Provided data
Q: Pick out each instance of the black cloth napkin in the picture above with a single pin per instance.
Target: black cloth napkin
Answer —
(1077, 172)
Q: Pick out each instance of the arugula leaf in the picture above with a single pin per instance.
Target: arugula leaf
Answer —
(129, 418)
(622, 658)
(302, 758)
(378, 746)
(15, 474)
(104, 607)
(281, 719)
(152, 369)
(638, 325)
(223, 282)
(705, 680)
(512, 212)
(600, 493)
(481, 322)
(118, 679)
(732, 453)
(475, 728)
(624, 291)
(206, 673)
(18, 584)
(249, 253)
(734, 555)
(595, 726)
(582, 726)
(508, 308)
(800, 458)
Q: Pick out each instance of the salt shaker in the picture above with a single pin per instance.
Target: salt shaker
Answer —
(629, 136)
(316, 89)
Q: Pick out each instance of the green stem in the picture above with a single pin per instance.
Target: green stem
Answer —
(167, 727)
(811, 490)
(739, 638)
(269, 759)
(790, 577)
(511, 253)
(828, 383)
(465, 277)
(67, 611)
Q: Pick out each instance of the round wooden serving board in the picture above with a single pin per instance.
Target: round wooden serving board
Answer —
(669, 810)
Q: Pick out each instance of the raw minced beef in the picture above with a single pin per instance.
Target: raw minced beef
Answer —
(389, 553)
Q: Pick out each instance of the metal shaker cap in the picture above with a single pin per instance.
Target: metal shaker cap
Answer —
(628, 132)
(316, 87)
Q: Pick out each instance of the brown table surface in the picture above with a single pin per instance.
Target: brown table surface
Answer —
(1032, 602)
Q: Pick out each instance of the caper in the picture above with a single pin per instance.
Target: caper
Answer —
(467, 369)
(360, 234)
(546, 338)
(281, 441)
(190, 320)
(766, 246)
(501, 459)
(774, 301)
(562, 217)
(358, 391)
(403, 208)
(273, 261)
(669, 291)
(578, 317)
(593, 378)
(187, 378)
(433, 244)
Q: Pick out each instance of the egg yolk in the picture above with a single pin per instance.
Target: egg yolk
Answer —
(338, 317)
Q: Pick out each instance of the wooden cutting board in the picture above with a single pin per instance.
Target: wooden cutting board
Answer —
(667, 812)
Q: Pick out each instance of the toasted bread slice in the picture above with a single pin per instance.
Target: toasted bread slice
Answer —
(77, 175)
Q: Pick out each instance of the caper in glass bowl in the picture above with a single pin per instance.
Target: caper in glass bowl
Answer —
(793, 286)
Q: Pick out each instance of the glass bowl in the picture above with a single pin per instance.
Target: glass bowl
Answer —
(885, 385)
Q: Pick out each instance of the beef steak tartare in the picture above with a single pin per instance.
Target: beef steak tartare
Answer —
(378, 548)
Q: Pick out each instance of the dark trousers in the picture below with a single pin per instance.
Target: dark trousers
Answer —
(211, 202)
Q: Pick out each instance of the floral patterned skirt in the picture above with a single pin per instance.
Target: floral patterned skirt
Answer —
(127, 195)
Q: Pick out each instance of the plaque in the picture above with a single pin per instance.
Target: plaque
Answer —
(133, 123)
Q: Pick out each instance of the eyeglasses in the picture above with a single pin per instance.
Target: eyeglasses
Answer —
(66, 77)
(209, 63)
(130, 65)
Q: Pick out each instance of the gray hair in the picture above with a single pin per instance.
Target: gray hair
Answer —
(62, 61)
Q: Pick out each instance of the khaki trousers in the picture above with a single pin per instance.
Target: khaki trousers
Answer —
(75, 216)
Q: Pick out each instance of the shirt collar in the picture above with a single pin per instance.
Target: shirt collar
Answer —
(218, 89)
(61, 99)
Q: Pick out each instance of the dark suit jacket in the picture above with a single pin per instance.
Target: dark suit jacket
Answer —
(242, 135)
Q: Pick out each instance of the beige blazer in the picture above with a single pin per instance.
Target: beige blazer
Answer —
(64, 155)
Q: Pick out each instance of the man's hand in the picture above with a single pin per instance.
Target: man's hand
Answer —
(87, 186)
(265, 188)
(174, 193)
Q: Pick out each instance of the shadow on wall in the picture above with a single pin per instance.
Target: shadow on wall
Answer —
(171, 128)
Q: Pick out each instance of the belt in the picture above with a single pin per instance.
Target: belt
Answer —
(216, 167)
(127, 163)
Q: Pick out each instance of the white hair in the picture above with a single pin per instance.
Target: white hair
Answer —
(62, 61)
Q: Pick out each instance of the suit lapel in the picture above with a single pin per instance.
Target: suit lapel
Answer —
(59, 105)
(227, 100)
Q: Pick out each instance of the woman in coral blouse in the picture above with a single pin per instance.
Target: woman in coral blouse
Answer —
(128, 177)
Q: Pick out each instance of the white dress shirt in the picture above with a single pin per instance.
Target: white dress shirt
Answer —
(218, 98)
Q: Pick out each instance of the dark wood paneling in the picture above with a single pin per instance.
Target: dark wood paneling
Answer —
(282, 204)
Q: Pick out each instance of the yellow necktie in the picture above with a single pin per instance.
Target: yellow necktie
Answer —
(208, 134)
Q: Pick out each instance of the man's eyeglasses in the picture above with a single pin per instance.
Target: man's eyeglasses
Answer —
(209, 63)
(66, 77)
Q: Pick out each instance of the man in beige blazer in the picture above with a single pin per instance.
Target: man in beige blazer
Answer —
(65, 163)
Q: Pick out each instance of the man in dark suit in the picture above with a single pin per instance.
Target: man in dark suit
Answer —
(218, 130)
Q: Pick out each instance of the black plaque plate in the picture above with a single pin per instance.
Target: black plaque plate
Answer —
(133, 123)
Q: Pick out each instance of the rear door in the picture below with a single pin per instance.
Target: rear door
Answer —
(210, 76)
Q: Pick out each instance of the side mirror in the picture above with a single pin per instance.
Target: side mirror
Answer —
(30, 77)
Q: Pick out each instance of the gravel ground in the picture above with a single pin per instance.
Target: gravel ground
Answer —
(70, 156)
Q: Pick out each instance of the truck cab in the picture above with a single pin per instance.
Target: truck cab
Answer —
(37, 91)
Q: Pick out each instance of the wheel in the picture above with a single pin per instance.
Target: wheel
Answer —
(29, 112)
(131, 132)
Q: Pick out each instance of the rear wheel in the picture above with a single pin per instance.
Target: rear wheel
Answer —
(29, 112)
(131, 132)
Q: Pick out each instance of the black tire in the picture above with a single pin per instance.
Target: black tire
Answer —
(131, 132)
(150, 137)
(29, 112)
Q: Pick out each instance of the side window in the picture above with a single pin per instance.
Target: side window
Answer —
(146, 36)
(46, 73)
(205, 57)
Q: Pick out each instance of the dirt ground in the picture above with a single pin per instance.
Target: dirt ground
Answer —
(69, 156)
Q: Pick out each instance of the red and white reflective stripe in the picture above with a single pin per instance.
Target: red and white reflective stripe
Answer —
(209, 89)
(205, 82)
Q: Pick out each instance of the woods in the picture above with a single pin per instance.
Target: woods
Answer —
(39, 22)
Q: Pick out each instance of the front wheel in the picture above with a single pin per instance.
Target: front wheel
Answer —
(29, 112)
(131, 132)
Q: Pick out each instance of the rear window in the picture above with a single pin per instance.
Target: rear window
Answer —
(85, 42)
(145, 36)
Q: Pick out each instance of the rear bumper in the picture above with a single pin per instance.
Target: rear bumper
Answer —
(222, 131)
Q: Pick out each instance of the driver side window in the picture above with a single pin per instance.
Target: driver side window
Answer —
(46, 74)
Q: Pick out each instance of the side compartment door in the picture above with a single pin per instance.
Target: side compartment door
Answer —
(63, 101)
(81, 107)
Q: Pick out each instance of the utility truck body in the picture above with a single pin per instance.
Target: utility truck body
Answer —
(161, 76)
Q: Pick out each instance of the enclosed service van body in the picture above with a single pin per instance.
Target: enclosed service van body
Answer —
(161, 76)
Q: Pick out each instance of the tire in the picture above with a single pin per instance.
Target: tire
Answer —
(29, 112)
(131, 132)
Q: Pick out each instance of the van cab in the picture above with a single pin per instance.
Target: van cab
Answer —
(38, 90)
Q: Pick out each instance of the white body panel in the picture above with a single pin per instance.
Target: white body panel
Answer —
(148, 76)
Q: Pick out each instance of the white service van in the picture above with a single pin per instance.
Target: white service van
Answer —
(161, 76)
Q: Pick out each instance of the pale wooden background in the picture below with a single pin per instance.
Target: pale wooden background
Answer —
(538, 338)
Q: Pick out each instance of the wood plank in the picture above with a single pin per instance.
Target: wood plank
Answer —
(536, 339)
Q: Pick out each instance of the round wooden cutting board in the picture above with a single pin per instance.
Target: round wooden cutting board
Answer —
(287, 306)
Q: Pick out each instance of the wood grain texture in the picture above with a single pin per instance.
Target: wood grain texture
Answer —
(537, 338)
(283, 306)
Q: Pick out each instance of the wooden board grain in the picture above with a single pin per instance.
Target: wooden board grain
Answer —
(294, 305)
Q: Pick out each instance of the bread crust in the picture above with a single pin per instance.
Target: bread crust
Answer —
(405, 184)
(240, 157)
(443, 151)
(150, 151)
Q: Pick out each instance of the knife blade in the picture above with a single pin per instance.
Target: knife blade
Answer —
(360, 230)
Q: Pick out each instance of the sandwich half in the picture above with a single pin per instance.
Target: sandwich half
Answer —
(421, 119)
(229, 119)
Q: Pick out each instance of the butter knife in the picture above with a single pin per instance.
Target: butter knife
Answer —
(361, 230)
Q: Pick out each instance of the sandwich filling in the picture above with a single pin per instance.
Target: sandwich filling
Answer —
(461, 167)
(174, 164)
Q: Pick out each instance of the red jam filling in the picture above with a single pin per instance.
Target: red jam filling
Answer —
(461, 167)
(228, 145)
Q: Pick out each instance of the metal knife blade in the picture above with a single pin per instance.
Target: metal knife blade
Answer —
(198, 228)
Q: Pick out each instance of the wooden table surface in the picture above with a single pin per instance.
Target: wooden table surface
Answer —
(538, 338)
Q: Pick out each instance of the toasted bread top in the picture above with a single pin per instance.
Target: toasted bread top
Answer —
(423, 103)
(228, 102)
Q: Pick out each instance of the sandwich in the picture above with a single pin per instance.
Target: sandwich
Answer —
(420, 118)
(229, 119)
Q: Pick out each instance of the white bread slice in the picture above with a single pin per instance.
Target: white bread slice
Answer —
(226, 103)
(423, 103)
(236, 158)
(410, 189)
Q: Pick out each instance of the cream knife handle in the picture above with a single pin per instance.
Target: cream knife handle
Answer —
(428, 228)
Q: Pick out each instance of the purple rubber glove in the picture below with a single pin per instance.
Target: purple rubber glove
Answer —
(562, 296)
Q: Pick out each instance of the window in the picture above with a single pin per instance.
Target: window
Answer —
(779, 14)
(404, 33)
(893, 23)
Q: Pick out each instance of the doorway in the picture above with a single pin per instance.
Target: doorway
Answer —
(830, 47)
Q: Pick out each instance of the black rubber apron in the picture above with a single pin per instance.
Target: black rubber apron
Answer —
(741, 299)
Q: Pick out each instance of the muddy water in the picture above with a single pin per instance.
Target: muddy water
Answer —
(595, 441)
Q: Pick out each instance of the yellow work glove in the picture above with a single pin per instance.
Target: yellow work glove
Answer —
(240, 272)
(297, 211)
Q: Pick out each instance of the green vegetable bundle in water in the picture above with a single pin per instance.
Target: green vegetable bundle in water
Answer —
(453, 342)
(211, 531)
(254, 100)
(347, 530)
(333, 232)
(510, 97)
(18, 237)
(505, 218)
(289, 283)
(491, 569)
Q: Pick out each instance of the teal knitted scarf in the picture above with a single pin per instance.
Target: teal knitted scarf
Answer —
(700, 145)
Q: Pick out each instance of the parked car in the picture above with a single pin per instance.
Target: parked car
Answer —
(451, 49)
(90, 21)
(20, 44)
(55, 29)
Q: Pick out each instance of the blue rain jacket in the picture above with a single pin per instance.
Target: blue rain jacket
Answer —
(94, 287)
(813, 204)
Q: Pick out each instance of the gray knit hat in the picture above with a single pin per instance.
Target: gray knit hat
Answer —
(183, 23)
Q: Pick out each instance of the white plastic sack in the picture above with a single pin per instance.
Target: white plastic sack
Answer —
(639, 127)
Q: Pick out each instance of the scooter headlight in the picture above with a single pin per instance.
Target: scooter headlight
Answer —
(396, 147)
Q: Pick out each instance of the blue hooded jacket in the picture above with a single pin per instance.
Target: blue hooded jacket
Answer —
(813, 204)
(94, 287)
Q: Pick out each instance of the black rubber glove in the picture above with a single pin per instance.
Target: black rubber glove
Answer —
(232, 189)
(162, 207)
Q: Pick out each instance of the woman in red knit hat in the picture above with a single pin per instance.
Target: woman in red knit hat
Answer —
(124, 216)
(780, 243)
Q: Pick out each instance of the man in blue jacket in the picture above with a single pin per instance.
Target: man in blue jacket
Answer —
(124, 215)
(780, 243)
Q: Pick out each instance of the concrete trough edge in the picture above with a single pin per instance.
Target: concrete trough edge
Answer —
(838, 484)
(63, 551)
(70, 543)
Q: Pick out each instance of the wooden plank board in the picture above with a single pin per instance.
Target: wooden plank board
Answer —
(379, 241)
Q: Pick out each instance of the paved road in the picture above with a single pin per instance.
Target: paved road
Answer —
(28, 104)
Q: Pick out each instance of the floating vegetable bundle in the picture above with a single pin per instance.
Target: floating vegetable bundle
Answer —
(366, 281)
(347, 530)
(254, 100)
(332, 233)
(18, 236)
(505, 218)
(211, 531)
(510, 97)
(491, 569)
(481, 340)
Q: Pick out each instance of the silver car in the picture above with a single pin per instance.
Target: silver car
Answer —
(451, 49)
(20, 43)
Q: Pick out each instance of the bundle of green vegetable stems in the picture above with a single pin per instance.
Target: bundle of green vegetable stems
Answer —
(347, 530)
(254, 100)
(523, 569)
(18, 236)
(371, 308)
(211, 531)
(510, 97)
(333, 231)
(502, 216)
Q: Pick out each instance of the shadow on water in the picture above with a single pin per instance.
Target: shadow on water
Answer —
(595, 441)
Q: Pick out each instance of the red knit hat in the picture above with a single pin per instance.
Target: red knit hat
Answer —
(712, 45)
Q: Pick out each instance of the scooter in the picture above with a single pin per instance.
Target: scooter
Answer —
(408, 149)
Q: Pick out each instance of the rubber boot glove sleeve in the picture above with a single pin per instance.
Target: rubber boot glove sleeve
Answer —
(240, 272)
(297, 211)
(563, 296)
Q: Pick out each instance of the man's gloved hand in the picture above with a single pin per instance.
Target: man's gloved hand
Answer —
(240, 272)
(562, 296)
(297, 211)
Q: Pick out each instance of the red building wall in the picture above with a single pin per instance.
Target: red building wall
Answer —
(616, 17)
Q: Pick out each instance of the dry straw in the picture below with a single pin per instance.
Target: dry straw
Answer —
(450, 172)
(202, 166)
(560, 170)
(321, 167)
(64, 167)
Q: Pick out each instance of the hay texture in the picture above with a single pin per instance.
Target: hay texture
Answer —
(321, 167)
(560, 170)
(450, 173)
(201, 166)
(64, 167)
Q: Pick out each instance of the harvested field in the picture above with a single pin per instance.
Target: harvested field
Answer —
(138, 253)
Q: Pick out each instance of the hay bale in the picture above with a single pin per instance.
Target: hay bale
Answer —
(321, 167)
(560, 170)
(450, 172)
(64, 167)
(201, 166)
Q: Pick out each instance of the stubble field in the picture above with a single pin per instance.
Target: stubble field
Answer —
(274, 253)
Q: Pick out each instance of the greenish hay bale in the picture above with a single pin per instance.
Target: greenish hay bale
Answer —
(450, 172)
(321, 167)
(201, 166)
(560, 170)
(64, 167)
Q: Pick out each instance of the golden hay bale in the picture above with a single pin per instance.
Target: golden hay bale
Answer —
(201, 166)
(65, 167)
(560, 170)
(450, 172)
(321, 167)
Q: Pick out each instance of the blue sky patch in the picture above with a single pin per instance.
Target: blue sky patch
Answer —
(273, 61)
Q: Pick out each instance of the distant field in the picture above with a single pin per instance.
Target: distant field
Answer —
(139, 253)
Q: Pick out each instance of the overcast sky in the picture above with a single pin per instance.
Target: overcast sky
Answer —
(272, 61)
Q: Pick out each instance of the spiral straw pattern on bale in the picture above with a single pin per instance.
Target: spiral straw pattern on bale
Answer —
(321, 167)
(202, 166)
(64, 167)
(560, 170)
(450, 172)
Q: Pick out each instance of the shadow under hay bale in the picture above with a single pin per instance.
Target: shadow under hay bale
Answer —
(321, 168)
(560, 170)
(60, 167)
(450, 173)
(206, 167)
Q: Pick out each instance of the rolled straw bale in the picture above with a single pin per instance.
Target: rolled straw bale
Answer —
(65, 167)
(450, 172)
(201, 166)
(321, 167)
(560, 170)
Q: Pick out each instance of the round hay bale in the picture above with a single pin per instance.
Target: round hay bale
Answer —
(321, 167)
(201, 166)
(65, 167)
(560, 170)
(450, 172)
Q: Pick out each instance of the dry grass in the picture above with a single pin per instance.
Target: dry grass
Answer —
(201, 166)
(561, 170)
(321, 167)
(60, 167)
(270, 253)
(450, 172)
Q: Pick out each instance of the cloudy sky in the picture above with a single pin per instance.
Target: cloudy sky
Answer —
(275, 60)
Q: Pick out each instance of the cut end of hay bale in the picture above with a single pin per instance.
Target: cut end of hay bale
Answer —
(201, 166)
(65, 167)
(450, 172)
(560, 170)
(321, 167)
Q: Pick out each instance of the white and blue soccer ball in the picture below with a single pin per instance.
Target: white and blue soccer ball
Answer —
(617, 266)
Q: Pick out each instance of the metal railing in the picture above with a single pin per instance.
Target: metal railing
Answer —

Instructions for the task
Copy the entries from the beginning through the line containing "(1032, 602)", inclusive, swapping "arugula leaf" for "rocket leaf" and leaving everything else the same.

Response
Q: Pick out each instance of the black cloth napkin in the picture above with a single pin per instance.
Target: black cloth napkin
Answer —
(1077, 172)
Q: Pick out each instance of the rocket leaf in the picture above with a single pin per instance.
Target: rocket leaf
Answer —
(129, 418)
(622, 658)
(302, 758)
(378, 746)
(15, 474)
(104, 607)
(281, 719)
(152, 369)
(638, 325)
(223, 282)
(705, 680)
(512, 212)
(600, 493)
(481, 322)
(118, 679)
(732, 453)
(475, 728)
(624, 291)
(206, 673)
(18, 584)
(249, 253)
(734, 555)
(595, 726)
(582, 726)
(508, 308)
(800, 458)
Q: Pick out each instance of the salt shaker in the picture above with a single pin per instance.
Target: salt shaker
Answer —
(629, 136)
(316, 89)
Q: Pick out each instance of the green stem in the picture above with a single pin per instance.
Target: green stem
Answer —
(167, 727)
(811, 490)
(739, 638)
(269, 759)
(790, 577)
(511, 253)
(828, 383)
(465, 277)
(67, 611)
Q: Pick out each instance of the round wooden serving board in the picture above with a single pin per instance.
Target: round wooden serving board
Answer —
(669, 810)
Q: Pick out each instance of the raw minced beef in the picture above with a single pin per instance.
Target: raw minced beef
Answer —
(389, 553)
Q: Pick out each instance of the metal shaker cap in the picture above with a single pin per instance.
Target: metal shaker cap
Answer —
(628, 132)
(316, 87)
Q: Pick out each instance of the brown table surface in the picture above with a single pin per instance.
Target: brown table surface
Answer —
(1032, 602)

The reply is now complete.